» **Given problem**:
In the article on holiday parade liability, who is not covered under the liability policy with Public Entity Partners?

» **Selected passage**:
# # # #

Liability Exposure with Holiday Parades

  • Author | Halie Gallik
  • 11/2/2021 8:00 am

Holiday parades are a time-honored tradition and a way for your community to come together and celebrate. A successful parade takes planning and preparation, and should include a clear evaluation of liability exposures. 

If a parade takes place on your city streets, be sure you have considered the following:

  • Who is the sponsor of the parade?
  • Is your entity involved in any sponsorship, organization or direction of the parade (e.g., police leading, blocking streets, crowd control, etc.)?
  • For parades you organize, all participants should sign a waiver. To view a sample waiver, CLICK HERE.
  • Does your city ordinance require a parade permit?
  • Anyone who operates a motor vehicle in a parade should have a valid driver’s license.
  • Do you allow anyone under the age of 18 to operate a motorized vehicle?
  • Never throw candy from vehicles. Designated individuals should walk along the parade route and hand out candy directly to spectators.
  • Spectators should never be encouraged to come into the parade route.

Your liability policy with Public Entity Partners covers not only your entity’s liability, but also the liability of your elected officials, employees and official volunteers. Third parties are not covered under your liability policy.

Each year when you complete your renewal applications, you are asked for a list of special events that you sponsor, organize or direct. Make sure you provide underwriting with a list of all special events, including parades, along with a short description of the festivities. Groups and third-party organizations that participate in the parade are responsible for their own negligence.

# # # #

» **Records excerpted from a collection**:

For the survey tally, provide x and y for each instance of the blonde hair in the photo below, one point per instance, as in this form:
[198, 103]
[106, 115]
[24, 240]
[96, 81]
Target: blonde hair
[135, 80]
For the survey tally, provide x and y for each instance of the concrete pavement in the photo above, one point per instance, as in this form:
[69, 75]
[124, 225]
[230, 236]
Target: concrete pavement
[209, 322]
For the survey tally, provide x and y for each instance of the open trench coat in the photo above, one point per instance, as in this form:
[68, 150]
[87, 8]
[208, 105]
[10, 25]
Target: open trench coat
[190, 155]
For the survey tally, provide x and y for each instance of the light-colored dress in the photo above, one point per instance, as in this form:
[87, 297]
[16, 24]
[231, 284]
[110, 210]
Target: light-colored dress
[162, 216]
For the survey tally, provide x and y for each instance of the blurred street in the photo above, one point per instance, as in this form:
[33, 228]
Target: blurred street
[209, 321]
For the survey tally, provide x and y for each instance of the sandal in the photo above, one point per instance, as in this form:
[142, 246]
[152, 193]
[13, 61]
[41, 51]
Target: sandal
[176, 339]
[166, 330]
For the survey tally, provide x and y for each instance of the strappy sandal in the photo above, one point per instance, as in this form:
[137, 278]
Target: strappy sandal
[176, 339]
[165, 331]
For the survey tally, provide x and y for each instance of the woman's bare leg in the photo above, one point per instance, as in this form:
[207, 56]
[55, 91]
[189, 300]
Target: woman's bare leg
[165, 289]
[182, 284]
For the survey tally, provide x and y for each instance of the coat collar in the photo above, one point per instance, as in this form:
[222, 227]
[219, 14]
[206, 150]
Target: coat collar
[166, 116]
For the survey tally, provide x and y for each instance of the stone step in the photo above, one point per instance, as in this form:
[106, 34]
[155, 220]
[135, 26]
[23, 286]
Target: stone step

# # # #

» **Response to the exercise**:
Third parties.